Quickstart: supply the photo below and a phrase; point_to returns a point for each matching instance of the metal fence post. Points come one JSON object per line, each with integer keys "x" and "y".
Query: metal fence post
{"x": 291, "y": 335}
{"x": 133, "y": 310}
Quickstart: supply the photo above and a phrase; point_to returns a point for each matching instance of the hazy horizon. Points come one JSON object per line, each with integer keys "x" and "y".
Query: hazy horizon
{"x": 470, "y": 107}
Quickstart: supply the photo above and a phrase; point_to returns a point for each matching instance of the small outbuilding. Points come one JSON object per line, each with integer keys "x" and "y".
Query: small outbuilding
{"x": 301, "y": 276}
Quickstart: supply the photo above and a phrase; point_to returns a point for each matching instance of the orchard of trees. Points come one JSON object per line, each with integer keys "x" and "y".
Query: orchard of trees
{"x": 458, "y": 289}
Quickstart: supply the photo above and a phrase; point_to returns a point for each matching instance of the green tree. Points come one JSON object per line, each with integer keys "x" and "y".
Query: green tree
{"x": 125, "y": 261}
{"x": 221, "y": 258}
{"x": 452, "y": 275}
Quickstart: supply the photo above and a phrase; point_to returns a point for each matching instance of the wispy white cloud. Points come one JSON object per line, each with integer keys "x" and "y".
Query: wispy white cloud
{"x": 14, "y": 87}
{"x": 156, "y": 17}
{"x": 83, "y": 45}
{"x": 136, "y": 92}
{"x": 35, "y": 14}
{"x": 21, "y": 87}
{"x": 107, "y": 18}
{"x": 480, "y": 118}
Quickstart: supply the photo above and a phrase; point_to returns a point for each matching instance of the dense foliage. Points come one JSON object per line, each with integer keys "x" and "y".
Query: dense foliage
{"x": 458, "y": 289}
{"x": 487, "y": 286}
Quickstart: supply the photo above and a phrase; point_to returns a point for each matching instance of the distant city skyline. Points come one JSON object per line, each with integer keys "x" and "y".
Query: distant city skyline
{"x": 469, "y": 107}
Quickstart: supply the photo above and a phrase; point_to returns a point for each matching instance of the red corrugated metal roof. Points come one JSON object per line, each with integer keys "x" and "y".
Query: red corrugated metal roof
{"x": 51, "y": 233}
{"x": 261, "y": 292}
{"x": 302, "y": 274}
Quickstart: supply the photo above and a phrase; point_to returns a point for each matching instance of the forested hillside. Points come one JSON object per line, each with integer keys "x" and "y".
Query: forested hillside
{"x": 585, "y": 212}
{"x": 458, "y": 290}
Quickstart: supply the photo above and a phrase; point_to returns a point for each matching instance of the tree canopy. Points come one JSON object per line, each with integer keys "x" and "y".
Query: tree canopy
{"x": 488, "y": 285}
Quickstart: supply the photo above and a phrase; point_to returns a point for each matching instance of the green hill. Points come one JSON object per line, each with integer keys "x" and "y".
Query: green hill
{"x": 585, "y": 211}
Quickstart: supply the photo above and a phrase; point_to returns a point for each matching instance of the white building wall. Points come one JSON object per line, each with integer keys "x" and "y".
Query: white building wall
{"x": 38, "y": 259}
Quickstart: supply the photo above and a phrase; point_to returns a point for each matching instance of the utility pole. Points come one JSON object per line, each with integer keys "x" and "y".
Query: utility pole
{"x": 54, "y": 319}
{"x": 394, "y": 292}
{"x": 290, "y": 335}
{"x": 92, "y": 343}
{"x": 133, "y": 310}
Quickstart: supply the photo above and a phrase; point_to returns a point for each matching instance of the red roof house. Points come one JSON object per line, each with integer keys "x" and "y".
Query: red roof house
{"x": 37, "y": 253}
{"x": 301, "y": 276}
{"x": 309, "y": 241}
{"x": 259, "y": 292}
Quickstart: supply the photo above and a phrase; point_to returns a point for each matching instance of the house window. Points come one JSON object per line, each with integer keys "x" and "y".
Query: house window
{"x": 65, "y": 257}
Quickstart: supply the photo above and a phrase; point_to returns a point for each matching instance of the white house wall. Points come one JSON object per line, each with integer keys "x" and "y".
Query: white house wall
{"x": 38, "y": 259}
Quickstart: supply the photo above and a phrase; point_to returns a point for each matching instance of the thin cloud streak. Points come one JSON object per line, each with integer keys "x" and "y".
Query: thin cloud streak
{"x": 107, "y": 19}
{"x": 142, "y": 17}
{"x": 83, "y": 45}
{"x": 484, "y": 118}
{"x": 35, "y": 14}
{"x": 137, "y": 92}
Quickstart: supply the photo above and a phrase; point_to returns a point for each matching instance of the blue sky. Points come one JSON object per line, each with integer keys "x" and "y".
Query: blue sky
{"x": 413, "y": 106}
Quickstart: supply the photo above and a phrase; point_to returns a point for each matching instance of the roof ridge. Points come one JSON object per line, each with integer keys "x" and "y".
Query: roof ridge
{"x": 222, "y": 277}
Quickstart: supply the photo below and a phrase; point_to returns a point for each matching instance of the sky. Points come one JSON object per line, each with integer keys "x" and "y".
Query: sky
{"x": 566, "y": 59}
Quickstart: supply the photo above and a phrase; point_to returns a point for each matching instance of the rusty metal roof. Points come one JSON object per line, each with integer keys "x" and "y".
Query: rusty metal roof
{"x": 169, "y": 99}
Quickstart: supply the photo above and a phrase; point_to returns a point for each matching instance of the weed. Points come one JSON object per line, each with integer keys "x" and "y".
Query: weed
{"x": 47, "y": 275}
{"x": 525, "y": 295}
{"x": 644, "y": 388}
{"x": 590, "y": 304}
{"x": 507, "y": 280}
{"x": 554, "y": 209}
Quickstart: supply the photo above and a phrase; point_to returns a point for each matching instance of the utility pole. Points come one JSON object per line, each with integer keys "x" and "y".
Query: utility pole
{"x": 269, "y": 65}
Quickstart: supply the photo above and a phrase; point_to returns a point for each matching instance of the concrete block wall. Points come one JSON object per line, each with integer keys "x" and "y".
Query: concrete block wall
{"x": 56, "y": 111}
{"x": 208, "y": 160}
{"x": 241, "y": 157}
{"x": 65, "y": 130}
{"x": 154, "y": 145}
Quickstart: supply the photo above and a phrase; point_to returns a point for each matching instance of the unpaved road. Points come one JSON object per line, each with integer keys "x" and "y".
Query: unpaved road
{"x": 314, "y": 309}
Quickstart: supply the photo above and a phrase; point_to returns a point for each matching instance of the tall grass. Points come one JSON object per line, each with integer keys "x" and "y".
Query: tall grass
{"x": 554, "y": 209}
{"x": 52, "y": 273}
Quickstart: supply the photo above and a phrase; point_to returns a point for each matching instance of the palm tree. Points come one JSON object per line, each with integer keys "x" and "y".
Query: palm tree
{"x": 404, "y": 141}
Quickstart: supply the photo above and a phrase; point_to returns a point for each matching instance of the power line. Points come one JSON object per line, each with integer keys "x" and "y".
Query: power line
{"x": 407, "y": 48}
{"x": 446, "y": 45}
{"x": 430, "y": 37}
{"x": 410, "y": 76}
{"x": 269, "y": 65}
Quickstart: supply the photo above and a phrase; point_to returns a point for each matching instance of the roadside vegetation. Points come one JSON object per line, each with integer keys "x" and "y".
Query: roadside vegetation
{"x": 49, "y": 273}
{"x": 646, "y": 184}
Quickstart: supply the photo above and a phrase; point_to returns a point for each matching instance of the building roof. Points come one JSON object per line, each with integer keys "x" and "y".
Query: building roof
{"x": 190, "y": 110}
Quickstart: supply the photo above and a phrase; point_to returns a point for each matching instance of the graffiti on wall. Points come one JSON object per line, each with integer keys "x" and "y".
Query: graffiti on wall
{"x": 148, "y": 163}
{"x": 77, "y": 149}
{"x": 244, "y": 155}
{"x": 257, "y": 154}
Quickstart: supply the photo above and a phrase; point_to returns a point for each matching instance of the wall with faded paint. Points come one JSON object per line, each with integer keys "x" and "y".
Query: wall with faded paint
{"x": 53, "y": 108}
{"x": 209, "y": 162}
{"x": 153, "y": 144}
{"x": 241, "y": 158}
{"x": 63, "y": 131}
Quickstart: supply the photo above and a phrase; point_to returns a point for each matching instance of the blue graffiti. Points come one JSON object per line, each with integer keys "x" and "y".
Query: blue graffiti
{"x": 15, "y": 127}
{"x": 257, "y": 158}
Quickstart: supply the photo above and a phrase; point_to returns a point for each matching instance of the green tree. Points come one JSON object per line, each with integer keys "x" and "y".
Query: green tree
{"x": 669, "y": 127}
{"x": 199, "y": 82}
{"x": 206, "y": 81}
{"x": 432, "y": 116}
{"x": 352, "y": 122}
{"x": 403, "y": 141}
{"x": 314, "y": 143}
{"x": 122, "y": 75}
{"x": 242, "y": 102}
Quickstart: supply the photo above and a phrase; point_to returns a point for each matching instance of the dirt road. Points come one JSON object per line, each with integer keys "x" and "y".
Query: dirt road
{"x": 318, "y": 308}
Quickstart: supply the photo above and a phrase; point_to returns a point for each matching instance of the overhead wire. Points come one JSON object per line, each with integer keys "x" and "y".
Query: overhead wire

Assignment:
Every line of the material above that has the string "below" needs pulling out.

Solution to this exercise:
Quickstart: supply the photo below and a phrase; point_to returns a point for each matching instance of the metal fence post. Points come one JSON object per line, each with integer keys "x" and "y".
Quickstart: supply the photo below and a phrase; point_to returns a point for each matching instance of the sky. Points come one JSON object per line, each with integer keys "x" and "y".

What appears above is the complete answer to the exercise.